_Required work_.
Write out the records below once more, exactly as they stand.

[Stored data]

========================================================================

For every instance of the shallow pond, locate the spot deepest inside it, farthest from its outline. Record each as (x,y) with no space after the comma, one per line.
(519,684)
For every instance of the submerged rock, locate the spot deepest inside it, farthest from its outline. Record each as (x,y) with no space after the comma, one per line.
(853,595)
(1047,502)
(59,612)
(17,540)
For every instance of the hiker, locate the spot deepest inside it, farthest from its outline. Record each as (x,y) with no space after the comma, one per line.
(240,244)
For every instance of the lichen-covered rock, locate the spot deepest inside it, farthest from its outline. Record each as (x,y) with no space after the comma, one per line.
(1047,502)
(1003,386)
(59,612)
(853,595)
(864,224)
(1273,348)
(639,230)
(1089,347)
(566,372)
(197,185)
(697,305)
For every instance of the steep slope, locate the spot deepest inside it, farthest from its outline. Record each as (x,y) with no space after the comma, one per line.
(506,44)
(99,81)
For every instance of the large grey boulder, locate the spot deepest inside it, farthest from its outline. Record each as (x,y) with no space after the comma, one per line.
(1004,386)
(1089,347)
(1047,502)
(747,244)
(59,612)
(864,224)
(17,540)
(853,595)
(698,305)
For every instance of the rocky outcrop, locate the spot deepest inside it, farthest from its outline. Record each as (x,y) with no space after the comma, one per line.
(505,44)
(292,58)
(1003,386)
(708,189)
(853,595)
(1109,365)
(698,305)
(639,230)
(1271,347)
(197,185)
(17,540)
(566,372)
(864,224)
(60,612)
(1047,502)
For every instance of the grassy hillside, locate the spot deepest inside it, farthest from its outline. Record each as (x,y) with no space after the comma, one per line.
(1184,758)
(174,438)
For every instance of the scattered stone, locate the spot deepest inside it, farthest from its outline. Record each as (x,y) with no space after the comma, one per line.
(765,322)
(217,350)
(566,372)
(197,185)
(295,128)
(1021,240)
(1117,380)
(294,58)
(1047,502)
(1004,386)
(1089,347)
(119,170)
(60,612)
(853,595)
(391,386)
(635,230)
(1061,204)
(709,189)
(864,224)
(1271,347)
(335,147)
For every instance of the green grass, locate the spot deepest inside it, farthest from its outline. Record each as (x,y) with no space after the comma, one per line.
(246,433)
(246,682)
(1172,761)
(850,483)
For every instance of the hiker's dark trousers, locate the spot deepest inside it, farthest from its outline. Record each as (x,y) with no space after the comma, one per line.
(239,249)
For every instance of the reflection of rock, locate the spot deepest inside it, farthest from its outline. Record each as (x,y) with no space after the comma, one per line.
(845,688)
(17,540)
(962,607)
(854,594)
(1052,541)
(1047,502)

========================================================================

_Result below_.
For every instance of the shallow pond, locate the spot deepest inside it, farthest from its outline. Record each as (x,y) with no space after the comma, one per line.
(519,684)
For every instance of the submerged rock, locate the spot deepest inside it, farthest from its outline. Record each as (x,y) with no space after the comma, one per line.
(853,595)
(1047,502)
(59,612)
(17,540)
For every instance of the hiker, locate the spot deepest inside it, farthest from its outline. Record each as (x,y) with no space after the comma, one per line.
(240,244)
For every instance of the lichen-covered rock, locate the spot deepest inside it, farthest from its outline. Record each as (x,y) with no space after the comma, one per line.
(1047,502)
(1003,386)
(59,612)
(853,595)
(864,224)
(1273,348)
(639,230)
(1089,347)
(566,372)
(197,185)
(697,305)
For every instance of the steep slope, locate the spot deepest inside it, farthest from its outline. Record each as (x,y) with no space after the comma, one per line.
(506,44)
(99,81)
For every instance of the large grey boulder, locate the spot deepest inside it, farthest from its outline. Record each as (x,y) with no space after the comma, one per line.
(1004,386)
(1089,347)
(1047,502)
(747,244)
(59,612)
(864,224)
(17,540)
(853,595)
(698,305)
For every instance of the rocky outcrop, locate the spot deepest inside it, farthest from its outline. Record each as (x,y) with no space after the comma, one per line.
(505,44)
(292,58)
(1003,386)
(708,189)
(853,595)
(1109,365)
(698,305)
(639,230)
(1271,347)
(197,185)
(17,540)
(566,372)
(864,224)
(60,612)
(1047,502)
For every instance of the grassy hillside, locate the spot deepest inside it, farthest from its outline. Record each as (x,y) with no space after the comma, one per line.
(1184,758)
(174,438)
For every instance of the scattered stone, locate the spot deepest inside it, farthest from its outline. Record each as (x,y) with no space after the comma, one per line.
(765,322)
(217,350)
(566,372)
(197,185)
(295,128)
(1021,240)
(1117,380)
(294,58)
(1047,502)
(1004,386)
(1089,347)
(119,170)
(60,612)
(853,595)
(391,386)
(635,230)
(1061,204)
(709,189)
(864,224)
(1271,347)
(335,147)
For every instance of the green grass, locate the spot deepest inside it, farthest from its outline. Record each as (x,y) with no space after the comma, one per line.
(246,433)
(246,682)
(1172,761)
(850,483)
For every instance of the hiker's dark trousers, locate the spot deepest inside it, farthest from its outline. Record each as (x,y) with no space after the comma, one per line.
(239,249)
For every instance of the reflection of rock, locate the spot deepest inside it, farthest from its outline. Record each as (x,y) with no space after the comma, one per line.
(845,688)
(17,540)
(962,607)
(854,594)
(1052,541)
(1047,502)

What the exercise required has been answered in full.